### Enunciado 1
Extraia da listagem de marcação de locais, sem nenhuma mudança, as linhas que vão da que contém "Each instance receives one keypoint. Mark the red plaid" até o fim da listagem, com as duas pontas incluídas.

### Texto fornecido
§ §

Talvez, a afirmação mais desastrosa que um ministro do STF já tenha dito ocorreu, nesta quinta-feira (13/07), por irresponsabilidade do ministro Luís Roberto Barroso. O magistrado, no congresso da UNE – União Nacional dos Estudantes, em Brasília, disse: “nós derrotamos a censura, nós derrotamos a ditadura, nós derrotamos o bolsonarismo para permitir a democracia e a manifestação livre de todas as pessoas”. A fala, proferida em palanque por um magistrado de dedo em riste e que discursava ao lado do ministro da Justiça, Flávio Dino, repercutiu de forma bombástica nas redes sociais, deixando as hostes bolsonaristas profundamente revoltadas.
Pedido de impeachment
Tanto que já há uma movimentação de deputados da oposição, capitaneados por Nikolas Ferreira, para protocolar um pedido de impeachment de Barroso. De acordo com o deputado federal do PL, Nikolas Ferreira, Barroso teria cometido crime de exercício de atividade política. Muito provavelmente, o pedido de impeachment não deverá prosperar, a começar pela falta de iniciativa dos senadores, pois, cabe unicamente ao Senado Federal abrir processo desta natureza contra membros do Supremo Tribunal Federal.
Recado de Pacheco
Mas, apesar de uma muito provável repercussão inócua a nível formal, a afirmação de Barroso não passou incólume a avaliação do presidente do Senado, Rodrigo Pacheco. De maneira surpreendente e, possivelmente, inédita a um presidente do Senado, fez-se críticas duras a um poderoso membro do Poder Judiciário. O parlamentar repreendeu a postura de Barroso ao falar com a imprensa. Pacheco classificou a afirmação do magistrado como “inoportuna, inadequada e infeliz”. O presidente do Senado deve ter sido muito pressionado para dar uma declaração como essa, naturalmente, mas, o importante é que o fez. E, ainda, exigiu de Barroso uma retratação. O magistrado, em nota que saiu somente depois do “pito” que levou do presidente do Senado, disse que não quis ofender os eleitores bolsonaristas, e que respeita conservadores, liberais e progressistas. Destacou que, apenas, referia-se aos extremistas dos atos de 8 de janeiro.
“Perdeu, mané”

§ §

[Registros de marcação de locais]
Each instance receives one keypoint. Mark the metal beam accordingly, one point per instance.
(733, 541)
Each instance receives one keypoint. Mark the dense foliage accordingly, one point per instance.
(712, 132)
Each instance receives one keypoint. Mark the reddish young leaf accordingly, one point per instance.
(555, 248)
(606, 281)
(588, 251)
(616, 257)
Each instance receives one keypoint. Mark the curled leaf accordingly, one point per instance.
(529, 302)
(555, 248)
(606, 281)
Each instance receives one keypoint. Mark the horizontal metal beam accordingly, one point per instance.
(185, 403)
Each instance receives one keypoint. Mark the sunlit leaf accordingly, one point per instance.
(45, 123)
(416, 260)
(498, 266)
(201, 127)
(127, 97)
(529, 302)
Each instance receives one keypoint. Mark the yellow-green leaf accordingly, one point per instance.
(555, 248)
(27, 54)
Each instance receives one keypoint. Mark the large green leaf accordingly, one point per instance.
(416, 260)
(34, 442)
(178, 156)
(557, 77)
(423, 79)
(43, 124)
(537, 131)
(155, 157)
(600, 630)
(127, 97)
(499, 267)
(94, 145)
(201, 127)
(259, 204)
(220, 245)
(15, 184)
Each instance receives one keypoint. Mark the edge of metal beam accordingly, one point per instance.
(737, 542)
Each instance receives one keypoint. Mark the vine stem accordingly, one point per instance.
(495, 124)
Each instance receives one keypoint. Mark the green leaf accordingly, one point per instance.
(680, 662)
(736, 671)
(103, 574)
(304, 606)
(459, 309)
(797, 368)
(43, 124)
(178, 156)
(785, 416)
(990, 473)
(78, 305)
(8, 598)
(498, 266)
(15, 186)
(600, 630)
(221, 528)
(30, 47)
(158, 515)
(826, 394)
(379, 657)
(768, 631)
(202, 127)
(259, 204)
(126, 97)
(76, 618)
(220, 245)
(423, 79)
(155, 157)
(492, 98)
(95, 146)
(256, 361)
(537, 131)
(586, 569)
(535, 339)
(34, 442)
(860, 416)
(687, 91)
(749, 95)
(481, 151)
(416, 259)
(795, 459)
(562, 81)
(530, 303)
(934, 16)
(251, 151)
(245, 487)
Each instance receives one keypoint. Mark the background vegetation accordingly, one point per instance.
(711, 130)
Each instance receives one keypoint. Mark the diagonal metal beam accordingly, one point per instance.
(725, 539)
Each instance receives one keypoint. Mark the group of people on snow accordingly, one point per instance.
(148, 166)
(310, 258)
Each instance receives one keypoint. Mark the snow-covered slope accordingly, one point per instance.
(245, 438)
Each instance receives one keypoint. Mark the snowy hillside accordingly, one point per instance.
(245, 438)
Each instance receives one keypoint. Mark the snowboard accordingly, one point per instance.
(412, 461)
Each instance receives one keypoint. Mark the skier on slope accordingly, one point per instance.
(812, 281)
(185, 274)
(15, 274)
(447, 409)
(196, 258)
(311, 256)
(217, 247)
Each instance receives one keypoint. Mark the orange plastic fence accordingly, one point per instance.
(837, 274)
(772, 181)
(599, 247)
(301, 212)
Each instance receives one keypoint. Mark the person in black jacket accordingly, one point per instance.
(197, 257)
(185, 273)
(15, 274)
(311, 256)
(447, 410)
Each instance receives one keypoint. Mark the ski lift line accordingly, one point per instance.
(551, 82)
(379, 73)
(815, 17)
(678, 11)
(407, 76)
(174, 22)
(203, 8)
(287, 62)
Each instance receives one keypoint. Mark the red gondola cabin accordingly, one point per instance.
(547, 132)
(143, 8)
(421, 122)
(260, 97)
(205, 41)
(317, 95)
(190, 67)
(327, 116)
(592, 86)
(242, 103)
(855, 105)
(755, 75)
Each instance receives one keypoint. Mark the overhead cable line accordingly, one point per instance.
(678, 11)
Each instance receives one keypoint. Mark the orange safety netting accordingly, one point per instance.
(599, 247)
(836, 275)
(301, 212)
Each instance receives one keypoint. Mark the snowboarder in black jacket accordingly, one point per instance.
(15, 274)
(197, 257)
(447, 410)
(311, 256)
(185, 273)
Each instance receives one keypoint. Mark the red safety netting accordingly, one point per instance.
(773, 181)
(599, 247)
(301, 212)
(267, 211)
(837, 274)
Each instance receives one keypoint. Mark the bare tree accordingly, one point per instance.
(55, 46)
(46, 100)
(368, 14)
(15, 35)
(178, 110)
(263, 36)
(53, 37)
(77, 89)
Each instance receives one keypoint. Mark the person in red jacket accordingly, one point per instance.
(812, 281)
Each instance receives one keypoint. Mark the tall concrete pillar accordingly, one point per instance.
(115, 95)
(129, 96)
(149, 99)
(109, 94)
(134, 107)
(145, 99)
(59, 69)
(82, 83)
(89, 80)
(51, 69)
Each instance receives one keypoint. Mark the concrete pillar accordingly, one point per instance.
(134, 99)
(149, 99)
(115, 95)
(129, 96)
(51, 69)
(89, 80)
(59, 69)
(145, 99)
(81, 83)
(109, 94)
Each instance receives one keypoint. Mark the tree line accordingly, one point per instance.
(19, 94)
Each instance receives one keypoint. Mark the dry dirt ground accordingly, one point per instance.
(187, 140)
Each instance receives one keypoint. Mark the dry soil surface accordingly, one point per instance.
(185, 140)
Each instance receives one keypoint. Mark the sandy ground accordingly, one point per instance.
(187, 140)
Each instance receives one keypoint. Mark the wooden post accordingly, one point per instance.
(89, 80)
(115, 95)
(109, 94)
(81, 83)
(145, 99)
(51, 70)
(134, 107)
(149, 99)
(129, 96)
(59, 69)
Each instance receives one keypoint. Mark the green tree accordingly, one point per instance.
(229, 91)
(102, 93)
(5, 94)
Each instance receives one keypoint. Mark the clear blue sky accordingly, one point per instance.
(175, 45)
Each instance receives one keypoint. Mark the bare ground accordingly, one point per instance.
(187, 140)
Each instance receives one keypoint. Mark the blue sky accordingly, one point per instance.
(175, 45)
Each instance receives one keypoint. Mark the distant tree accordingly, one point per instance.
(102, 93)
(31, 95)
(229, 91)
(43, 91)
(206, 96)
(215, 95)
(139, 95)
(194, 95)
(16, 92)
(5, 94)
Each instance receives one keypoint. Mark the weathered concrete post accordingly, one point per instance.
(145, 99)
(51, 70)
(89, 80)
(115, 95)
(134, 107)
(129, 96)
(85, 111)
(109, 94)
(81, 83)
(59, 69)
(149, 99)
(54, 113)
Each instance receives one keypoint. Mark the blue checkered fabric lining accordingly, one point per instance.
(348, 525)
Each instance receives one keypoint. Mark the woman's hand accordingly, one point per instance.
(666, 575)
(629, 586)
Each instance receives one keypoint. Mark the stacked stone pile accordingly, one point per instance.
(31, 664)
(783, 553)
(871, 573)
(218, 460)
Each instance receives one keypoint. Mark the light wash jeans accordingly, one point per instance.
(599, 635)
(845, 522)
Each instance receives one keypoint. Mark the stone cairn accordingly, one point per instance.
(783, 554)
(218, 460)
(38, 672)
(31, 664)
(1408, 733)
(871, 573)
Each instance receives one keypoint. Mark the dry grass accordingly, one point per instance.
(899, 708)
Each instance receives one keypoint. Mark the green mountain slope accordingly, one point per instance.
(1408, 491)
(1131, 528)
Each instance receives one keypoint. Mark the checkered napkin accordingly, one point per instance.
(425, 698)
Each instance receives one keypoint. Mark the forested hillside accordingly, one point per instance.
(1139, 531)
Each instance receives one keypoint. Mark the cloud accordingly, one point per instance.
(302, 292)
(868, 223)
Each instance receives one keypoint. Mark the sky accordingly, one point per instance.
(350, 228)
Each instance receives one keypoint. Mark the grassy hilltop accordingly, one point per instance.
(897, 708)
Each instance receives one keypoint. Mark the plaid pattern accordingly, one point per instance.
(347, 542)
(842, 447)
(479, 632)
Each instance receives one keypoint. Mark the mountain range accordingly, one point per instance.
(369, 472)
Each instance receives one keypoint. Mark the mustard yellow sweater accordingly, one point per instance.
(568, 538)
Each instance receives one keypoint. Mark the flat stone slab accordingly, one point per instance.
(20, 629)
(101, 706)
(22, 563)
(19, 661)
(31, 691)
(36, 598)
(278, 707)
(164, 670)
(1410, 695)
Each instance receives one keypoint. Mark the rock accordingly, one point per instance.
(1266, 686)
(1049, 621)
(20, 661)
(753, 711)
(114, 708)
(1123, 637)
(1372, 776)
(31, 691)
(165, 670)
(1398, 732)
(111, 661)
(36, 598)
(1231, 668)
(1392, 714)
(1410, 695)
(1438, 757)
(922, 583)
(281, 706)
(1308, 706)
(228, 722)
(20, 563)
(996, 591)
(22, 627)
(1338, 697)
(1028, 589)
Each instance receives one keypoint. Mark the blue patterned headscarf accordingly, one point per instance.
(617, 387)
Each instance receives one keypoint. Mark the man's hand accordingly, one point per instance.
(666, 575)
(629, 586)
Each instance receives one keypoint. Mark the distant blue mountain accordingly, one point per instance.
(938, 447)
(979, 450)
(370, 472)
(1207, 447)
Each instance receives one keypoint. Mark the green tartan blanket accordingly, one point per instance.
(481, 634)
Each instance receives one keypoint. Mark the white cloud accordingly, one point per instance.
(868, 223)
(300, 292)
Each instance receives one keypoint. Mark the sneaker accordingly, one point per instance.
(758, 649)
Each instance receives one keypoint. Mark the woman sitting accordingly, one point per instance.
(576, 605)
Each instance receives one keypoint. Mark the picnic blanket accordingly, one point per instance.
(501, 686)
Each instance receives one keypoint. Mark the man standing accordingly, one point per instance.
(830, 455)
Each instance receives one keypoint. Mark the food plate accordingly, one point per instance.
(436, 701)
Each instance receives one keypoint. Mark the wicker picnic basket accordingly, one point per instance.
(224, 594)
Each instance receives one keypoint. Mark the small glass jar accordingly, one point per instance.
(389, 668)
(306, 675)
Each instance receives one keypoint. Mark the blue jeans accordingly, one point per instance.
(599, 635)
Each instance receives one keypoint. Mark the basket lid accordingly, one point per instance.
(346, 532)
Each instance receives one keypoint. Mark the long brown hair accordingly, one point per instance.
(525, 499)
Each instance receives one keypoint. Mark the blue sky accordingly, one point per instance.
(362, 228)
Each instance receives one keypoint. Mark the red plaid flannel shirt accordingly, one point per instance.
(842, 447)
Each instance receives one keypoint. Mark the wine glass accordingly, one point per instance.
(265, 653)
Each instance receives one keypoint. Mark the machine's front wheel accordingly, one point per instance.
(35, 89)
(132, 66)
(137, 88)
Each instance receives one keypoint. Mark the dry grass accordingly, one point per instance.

§ §

### Enunciado 2
No texto sobre a fala de Barroso no congresso da UNE, com quais palavras Rodrigo Pacheco classificou a afirmação do ministro?

### Resposta correta 1
Each instance receives one keypoint. Mark the red plaid flannel shirt accordingly, one point per instance.
(842, 447)
Each instance receives one keypoint. Mark the wine glass accordingly, one point per instance.
(265, 653)
Each instance receives one keypoint. Mark the machine's front wheel accordingly, one point per instance.
(35, 89)
(132, 66)
(137, 88)
Each instance receives one keypoint. Mark the dry grass accordingly, one point per instance.

### Resposta correta 2
Como "inoportuna, inadequada e infeliz".